ОБЯЗАТЕЛЬНЫЕ ЗАДАНИЯ »
- A) Переведите на английский язык следующее предложение из отрывка о расследовании Лапшина: «Из еле заметных, почти стершихся звеньев складывается вдруг цепочка: Самойленко — братья Невзоровы — Жмакин».
- B) Ответьте по отрывку о расследовании Лапшина на три вопроса:
(i) Где, по словам геолога, живут братья, ездившие с Самойленко на охоту?
(ii) Что братья Невзоровы утверждали на следствии по делу Самойленко?
(iii) Какой предмет Лапшин достает из ящика письменного стола?
- C) Продолжите отрывок о расследовании Лапшина, начав сразу после его последнего предложения.

ОТРЫВОК »
★ ★ ★ ★ ★

Так развертывается искусно построенный детективный сюжет, вкрапленный в обычную, повседневную жизнь Лапшина и его сотрудников. Вернувшийся наконец геолог сообщает, что с Самойленко ездили на охоту два брата, фамилию которых он запамятовал. Живут они на Фонтанке, вблизи Невского. Юноши спортивной внешности, «очень приятные, воспитанные, из интеллигентной, даже профессорской семьи».

На Фонтанке, вблизи Невского... Мало ли кто живет на Фонтанке, вблизи Невского! Но там живут и братья Невзоровы, молодые спортсмены из профессорской семьи. Они были привлечены к следствию по делу Самойленко и утверждали, что и в глаза его не видели.

 


А ведь видели и даже ходили вместе на охоту, И это те братья Невзоровы, по показаниям которых Жмакин получил свой первый срок.

Из еле заметных, почти стершихся звеньев складывается вдруг цепочка: Самойленко — братья Невзоровы — Жмакин.

Интересно проникать в тайники профессионального искусства Лапшина и следить, как начинает выясняться истина. В запутанных перипетиях раскрывается не только следовательский облик, а и благородство характера Лапшина, настойчиво пытающегося извлечь нить, которая могла бы установить невиновность Жмакина.

Вот уж картина гибели Самойленко ясна. Лапшин воссоздает перед Невзоровыми точную картину того, как они убежали от раненного ими человека, обрекши его на смерть. Братья Невзоровы пытаются перебить Лапшина «возгласами жалостными и почти даже слезными». В этот психологически подготовленный момент Лапшин из ящика письменного стола достает финский нож с костяной ручкой, «тот самый нож, которым якобы ударил ни в чем не повинного Борю Кошелева босяк и хулиган, дворовый мучитель Алешка Жмакин.

★ ★ ★ ★ ★

ПРЕДОСТАВЛЕННЫЕ МАТЕРИАЛЫ »
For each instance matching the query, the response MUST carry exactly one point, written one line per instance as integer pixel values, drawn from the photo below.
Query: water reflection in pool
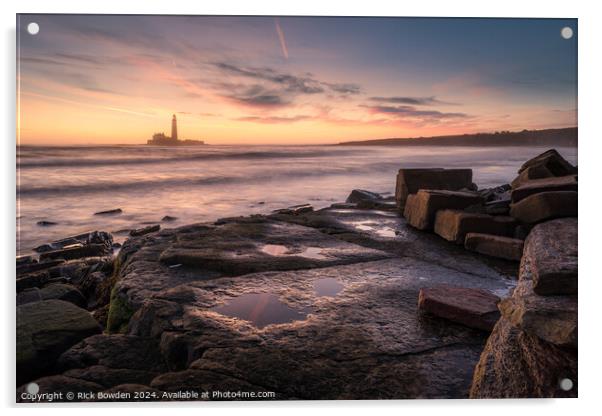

★ ★ ★ ★ ★

ОТВЕТЫ ПО ЗАДАНИЯМ »
- A) Out of barely noticeable, almost erased links, a chain suddenly takes shape: Samoilenko — the Nevzorov brothers — Zhmakin.

- B)
(i) На Фонтанке, вблизи Невского.
(ii) Что они Самойленко и в глаза не видели.
(iii) Финский нож с костяной ручкой.

- C)
— Чей? — жестко и быстро спросил Лапшин. — Чья финка? Только скорее отвечайте, потому что я теперь понимаю, кому этот нож мог принадлежать и кто в самом деле этим ножом ударил. Ну? Чей нож?»

Лапшин перехватывает взгляд Олега Невзорова на брата, ужас, отразившийся на его лице. В романе обычного детективного жанра преступники в этот момент сознались бы во всем. Герой-следователь торжествовал бы победу.

Однако триумф, полагающийся «по законам жанра», не наступает. Дошлые братцы быстро догадываются, что никаких прямых доказательств у Лапшина нет, и моментально переходят в контратаку. У них есть отец, которого знают «наверху». И «кое-кто заинтересован, чтобы не была запятнана честь спортивной организации». А на суде они расскажут, «как велось следствие, как вдруг вынимался какой-то нож и как им «шилось» дело, о котором они и понятия не имели».

Лапшин терпит поражение. Много еще придется потрудиться ему и его бригаде, чтобы разыскать давно уже не живущую в Ленинграде девушку, из-за которой

 


началась драка, и от нее, запуганной братцами-спортсменами, добиться правды.

В отличие от повести, расследование невиновности Жмакина развернулось в романе как сюжет с обильными препятствиями и неясностями, трудностями и помехами, находками и срывами. Не только чувство справедливости движет Лапшиным. В нем забилось живое, неотступное чувство сострадания. Вот перед ним Жмакин в больнице..Нахальный, развязный ворюга, перерезавший себе вены, плачет на своей привинченной койке в клинике для душевнобольных. Тоска щемит сердце Жмакина. «Он отвернулся от Лапшина и глазами, полными слез, стал смотреть в окно. Лапшин напряженно посапывал за его спиной». Это единственная строчка, где Ю. Герман позволяет себе сказать, даже не сказать, а намекнуть на то, что происходит в душе Лапшина, на страстность человеколюбия, таящуюся под спокойной и размеренной внешностью.

Отношения Лапшина и Жмакина отнюдь не сентиментальны. В довоенной повести Лапшин привозил ему в больницу папиросы, лимон, леденцы. В романе гостинцев нет и в помине. В ответ на просьбу Жмакина Лапшин «сердито сунул оставшиеся в пачке папиросы».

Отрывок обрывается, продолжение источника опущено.